*** RECORDS Section Begins ***
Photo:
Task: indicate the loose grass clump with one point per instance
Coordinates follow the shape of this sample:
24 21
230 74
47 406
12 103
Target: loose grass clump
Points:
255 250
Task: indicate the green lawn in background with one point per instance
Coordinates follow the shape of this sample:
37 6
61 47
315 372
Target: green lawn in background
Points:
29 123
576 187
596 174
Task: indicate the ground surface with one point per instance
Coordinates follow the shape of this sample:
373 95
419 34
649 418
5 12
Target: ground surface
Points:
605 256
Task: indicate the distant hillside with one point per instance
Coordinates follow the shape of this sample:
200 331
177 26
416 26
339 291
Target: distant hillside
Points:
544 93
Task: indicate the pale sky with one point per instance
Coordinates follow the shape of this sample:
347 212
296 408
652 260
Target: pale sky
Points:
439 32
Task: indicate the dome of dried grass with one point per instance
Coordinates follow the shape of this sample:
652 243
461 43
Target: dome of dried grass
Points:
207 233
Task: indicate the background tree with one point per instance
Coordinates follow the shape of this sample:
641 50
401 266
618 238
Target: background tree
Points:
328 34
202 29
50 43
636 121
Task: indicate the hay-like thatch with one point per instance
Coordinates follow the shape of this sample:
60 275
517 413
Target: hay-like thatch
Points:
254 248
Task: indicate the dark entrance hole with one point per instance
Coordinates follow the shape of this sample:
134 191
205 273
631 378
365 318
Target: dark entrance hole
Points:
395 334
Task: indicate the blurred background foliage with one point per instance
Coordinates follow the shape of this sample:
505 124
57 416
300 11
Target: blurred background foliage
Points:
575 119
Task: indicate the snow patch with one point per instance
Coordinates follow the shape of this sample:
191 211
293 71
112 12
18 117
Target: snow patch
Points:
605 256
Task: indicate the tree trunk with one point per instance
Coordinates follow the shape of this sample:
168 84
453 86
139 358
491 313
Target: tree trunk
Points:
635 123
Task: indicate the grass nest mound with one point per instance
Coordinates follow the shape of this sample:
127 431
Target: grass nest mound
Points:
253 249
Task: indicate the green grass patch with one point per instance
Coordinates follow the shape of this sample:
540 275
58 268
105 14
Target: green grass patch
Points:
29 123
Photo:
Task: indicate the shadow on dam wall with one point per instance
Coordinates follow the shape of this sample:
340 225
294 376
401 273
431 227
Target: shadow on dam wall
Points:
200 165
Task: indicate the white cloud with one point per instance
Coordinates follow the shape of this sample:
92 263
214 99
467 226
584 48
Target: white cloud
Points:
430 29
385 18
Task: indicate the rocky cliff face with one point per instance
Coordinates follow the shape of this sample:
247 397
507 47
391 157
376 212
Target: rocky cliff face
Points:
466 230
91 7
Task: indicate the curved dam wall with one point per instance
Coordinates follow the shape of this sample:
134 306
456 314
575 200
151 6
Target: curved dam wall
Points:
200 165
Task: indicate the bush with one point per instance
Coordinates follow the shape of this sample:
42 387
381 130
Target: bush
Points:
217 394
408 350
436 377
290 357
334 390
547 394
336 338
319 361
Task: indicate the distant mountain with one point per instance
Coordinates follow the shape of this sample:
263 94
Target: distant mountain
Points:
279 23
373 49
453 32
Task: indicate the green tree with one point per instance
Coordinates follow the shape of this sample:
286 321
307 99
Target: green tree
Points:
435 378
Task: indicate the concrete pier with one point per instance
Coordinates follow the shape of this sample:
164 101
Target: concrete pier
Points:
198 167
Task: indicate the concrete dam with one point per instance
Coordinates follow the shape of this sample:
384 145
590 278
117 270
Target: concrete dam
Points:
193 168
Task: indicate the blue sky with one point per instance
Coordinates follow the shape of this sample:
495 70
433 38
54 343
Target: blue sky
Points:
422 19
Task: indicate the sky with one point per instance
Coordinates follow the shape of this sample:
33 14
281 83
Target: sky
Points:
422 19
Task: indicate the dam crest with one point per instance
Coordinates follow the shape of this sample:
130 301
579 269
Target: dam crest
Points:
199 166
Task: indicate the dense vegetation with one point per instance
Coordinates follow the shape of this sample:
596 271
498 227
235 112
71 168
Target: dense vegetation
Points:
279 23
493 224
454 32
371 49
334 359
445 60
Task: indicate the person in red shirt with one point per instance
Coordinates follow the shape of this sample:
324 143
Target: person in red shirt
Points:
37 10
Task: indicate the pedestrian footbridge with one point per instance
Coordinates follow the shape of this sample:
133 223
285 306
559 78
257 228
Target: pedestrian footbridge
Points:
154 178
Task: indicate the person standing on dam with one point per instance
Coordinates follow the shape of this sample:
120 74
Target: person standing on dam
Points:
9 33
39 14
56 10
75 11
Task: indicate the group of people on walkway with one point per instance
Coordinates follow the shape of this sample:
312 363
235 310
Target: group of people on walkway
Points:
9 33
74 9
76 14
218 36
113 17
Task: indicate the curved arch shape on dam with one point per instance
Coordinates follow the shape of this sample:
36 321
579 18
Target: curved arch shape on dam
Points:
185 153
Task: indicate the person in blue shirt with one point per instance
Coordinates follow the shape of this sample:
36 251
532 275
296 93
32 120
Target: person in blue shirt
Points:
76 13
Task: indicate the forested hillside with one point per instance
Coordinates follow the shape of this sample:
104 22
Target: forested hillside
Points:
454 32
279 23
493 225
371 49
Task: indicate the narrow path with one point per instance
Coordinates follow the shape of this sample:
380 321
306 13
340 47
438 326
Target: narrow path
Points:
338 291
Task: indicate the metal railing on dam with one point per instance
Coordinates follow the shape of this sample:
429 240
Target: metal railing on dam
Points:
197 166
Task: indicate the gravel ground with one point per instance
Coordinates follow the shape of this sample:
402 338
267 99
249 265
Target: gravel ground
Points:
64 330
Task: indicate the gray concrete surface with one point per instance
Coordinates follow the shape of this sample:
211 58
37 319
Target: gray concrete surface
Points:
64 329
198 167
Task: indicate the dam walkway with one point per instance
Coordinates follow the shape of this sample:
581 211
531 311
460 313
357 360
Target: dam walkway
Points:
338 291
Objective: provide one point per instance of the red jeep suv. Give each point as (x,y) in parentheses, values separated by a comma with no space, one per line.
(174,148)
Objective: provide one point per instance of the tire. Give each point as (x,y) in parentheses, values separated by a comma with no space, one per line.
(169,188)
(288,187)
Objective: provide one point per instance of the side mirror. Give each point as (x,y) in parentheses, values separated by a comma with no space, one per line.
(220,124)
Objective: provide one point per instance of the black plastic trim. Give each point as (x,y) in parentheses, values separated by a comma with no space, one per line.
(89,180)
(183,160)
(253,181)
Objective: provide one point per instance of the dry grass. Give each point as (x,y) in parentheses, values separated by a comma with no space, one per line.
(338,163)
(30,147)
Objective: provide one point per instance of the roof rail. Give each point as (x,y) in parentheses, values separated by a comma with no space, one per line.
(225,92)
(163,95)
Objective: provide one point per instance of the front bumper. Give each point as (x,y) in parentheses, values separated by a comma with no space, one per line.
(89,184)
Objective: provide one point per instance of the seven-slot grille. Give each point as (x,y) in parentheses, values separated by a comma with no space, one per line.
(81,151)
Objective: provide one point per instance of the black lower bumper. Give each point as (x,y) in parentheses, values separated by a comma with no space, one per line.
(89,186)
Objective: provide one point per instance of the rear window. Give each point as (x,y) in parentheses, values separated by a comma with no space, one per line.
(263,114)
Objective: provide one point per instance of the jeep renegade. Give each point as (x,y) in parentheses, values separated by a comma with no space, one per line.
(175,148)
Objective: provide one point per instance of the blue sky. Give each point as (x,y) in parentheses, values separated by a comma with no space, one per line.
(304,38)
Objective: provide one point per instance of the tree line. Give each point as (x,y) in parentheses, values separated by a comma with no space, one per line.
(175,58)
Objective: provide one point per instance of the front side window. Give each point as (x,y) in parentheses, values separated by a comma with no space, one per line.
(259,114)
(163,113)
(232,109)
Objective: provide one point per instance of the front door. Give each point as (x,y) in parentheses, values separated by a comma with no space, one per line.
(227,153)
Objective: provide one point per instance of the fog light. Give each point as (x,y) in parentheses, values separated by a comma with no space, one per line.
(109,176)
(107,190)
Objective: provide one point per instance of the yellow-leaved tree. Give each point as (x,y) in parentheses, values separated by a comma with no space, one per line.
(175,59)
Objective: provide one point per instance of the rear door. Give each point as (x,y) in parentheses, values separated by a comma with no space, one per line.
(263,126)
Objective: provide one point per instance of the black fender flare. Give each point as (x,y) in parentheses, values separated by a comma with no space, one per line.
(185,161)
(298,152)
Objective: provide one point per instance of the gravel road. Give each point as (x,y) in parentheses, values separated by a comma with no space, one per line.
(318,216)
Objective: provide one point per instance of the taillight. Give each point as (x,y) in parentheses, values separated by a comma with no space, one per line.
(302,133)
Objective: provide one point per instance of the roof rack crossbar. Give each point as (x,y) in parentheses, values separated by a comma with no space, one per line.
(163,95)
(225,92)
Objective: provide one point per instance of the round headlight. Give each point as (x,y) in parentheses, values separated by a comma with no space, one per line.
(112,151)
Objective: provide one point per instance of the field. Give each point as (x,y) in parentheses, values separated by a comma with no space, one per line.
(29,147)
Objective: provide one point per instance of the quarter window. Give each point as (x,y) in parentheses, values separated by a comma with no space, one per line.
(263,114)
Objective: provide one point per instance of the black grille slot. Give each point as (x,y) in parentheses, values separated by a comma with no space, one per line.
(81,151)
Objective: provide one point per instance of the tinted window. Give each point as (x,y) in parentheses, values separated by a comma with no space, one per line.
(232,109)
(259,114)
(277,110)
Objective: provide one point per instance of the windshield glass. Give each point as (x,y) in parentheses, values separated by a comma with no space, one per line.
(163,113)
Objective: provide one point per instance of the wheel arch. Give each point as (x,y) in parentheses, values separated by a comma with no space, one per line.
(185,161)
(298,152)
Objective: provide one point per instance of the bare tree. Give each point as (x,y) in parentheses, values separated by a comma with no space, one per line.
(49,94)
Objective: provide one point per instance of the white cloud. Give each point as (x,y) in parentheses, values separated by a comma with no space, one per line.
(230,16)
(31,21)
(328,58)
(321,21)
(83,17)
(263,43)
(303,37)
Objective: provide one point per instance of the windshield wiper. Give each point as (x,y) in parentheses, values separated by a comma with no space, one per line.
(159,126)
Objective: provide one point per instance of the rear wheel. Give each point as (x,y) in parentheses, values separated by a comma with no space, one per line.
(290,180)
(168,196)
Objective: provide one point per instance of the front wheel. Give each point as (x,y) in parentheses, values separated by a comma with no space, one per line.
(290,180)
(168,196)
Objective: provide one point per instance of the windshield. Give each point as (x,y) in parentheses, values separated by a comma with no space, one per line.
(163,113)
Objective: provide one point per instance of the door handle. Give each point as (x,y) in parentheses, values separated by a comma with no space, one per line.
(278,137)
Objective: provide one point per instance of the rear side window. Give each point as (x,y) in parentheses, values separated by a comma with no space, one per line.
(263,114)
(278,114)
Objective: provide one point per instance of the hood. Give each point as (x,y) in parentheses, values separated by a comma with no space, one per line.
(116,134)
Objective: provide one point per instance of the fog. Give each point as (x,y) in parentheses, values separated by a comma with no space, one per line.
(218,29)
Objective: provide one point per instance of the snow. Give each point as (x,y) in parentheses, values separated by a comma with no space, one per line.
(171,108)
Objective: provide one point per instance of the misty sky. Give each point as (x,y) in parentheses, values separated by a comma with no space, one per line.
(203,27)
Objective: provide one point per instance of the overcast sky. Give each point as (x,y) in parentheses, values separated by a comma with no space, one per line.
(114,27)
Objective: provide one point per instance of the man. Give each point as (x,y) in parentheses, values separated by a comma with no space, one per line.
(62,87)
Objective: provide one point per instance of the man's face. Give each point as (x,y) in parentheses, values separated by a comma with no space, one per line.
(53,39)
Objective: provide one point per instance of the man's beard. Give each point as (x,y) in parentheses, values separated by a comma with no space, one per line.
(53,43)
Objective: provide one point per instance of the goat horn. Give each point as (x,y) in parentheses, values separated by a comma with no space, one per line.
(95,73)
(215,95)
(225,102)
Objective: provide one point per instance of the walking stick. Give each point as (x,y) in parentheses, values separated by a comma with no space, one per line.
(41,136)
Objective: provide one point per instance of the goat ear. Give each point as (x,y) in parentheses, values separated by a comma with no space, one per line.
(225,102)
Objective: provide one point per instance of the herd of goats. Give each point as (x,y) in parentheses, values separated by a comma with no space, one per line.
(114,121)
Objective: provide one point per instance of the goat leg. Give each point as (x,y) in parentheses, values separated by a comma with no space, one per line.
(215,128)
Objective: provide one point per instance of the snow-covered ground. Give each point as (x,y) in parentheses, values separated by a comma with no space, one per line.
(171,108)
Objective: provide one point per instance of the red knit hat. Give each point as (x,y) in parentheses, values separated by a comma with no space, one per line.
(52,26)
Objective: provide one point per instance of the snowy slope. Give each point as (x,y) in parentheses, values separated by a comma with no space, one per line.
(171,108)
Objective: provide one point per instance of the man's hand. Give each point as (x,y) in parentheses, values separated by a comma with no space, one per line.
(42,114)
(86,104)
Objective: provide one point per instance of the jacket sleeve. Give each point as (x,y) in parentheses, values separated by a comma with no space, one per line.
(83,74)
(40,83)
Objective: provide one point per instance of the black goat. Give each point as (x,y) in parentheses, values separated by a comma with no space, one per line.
*** RECORDS Section Ends ***
» **EXERCISE DESCRIPTION**:
Across the data, how many lines have the word "background" in them? Respond with the number alone.

» **REPLY TO THE EXERCISE**:
6